*** Records provided

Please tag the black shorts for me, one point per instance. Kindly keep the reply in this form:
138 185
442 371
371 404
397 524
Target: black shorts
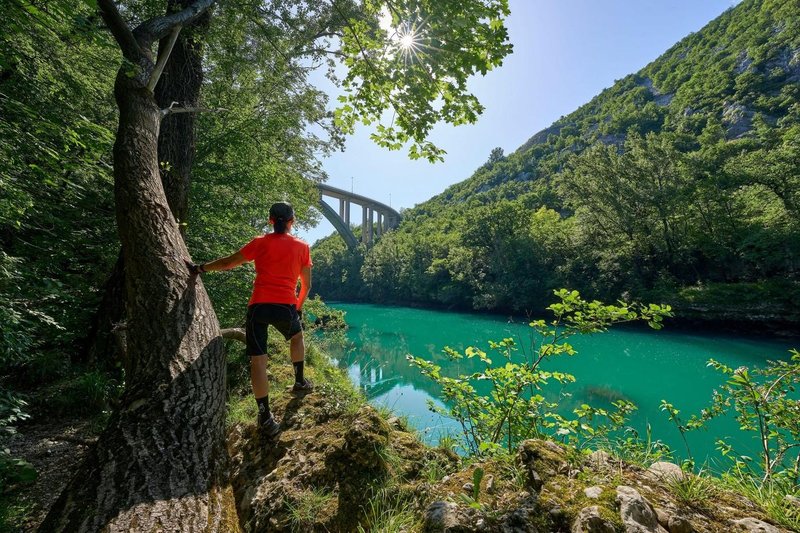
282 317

******
*** Records provided

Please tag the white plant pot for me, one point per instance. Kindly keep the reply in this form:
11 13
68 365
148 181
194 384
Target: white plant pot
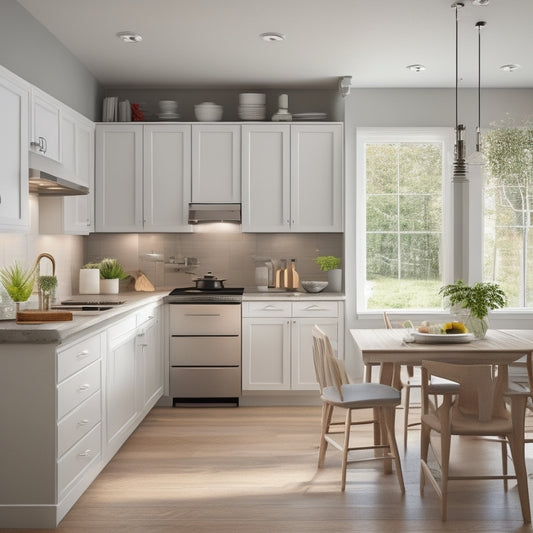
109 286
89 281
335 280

******

Task to carry out: State how many lines in the entries above contain the word "reply", with case treated as significant. Give only the number.

The completed task: 2